I’m trying pretty hard to develop my “our superiority is the cause of our problems” theory, which started with military tactics but can be expanded to geopolitics. It isn’t so much that people are jealous of our power - though that is part of the problem - but that our own self-image causes us to use this power rather sloppily. For instance, we take one of our beliefs, and are shocked - SHOCKED - when the rest of the world doesn’t immediately agree with it. This even affects our use of language.
For example, recently there was a discussion on another board about some political cartoonist ripping on Tillman. The general theme from the Tillman-defenders was, “why would this artist do something that outrages everyone in the world?” We have this tendancy to assume that WE are the majority of the world, and thus our own opinion matters exponentially more than the pithy minority. This leads us to, in general, act like assholes. Including viewing ourselves as above laws we expect others to follow. An example of THAT is our gosh-golly-skippy-gee willingness to randomly charge across the planet, invade a country, depose its leader, hold them in a military tribunal, and lock them away/execute them while the rest of the world looks on aghast and the International Criminal Court shrivles up and dies - but at the same time, we absolutely RESENT it when anyone else DARES have the audacity to support a foreign leader, initiate a foreign war, or, horror of horrors, attack us.
Generally speaking, we lack a system of global balances. In ANY system, you NEED a set of counterbalances. If one does not exist, one will be created. For instance, when a species overpopulates an area due to some freak success, various factors are “introduced” that reduce the population to below the carrying capacity - mainly, these are held to be famine, disease, and “warfare” or group combat. A political system, while different, follows much the same rules. When one force is dominant, a counterforce will develop to balance it. Right now, we are at a period in history where one of the balancing forces rather suddenly completely disappeared, and the system is completely out of whack while something comes along and balances it again.
This leads to another American policy fallacy. People like the PNAC believe that America as the world’s only superpower is FATE and DESTINY, not a fluke of happenstance. While it may be true that we are entering an age where America is the dominant power, it should not be taken for granted that this means anything special.
America’s best bet is to downplay its status - treat every other country as an equal, not overuse the military option, establish international law, balance the global market, and other selfless goody two-shoes acts.
The more we STRESS that we are the only superpower and act out blindly on that status, the more we alienate the world and speed our eventual demise.

****************

WORK INSTRUCTIONS –
**A)** In the essay on American power, transcribe everything from "This leads to" down to "means anything special.".
**B)** For each statement, say whether the essay on American power agrees with it, giving yes or no and quoting the words that decide it: (i) the writer's theory began with military tactics; (ii) famine and disease are among the factors said to bring an overpopulated species below the carrying capacity; (iii) the writer advises America to lean more heavily on the military option.

(Region pointing data)
****************

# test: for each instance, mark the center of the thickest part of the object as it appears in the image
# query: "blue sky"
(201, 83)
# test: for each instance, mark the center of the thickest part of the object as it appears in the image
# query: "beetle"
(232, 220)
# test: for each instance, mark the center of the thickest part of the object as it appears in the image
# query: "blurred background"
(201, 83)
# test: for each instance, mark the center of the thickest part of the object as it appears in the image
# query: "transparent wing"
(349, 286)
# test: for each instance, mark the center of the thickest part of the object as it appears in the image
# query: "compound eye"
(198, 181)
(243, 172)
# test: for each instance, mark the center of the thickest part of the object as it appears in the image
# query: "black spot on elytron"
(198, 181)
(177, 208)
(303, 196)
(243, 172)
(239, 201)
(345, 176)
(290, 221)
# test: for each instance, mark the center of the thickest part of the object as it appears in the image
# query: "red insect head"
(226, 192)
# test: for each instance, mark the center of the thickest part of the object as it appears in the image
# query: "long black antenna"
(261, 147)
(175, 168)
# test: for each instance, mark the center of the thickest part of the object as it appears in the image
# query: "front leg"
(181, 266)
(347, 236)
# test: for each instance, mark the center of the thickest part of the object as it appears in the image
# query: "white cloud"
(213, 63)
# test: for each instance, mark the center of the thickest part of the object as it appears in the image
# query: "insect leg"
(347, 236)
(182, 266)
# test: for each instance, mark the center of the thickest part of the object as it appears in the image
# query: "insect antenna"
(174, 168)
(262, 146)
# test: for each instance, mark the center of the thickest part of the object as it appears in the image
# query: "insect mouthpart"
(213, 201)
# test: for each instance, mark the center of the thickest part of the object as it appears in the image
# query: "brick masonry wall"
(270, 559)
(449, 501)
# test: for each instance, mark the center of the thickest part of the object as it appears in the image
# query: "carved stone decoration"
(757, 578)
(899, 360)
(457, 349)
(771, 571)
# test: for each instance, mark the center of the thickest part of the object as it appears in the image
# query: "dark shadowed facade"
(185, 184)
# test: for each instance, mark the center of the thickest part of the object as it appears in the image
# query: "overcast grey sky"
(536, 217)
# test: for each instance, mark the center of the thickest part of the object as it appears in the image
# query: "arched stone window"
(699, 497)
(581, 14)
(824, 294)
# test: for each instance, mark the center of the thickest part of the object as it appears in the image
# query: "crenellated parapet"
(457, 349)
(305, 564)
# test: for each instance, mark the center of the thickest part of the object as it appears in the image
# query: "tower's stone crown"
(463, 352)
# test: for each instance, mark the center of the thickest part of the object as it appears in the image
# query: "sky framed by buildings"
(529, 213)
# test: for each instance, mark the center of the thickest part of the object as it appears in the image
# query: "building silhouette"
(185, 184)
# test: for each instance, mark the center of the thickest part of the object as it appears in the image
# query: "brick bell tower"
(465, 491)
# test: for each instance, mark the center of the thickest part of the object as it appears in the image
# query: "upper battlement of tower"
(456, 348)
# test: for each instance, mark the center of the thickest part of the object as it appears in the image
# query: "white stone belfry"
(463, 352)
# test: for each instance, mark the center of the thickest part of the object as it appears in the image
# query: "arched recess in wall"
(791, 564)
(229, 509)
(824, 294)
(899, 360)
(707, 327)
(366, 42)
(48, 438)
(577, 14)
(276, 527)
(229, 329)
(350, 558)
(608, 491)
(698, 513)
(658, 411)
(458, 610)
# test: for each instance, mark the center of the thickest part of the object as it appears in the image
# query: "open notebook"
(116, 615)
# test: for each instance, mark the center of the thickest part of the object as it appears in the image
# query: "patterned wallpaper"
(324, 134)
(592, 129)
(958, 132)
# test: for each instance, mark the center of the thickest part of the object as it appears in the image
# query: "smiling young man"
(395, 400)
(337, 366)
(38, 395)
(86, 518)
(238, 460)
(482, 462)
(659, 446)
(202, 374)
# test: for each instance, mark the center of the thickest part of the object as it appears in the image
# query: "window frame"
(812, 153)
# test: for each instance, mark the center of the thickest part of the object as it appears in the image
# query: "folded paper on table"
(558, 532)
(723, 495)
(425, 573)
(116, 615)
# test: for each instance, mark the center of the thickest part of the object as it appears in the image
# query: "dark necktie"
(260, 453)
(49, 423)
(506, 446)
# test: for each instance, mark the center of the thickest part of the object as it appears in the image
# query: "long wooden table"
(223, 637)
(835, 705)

****************

SOLUTIONS PER TASK –
**A)**
This leads to another American policy fallacy. People like the PNAC believe that America as the world’s only superpower is FATE and DESTINY, not a fluke of happenstance. While it may be true that we are entering an age where America is the dominant power, it should not be taken for granted that this means anything special.

**B)**
(i) Yes: "which started with military tactics but can be expanded to geopolitics"
(ii) Yes: "mainly, these are held to be famine, disease, and “warfare” or group combat"
(iii) No: "not overuse the military option"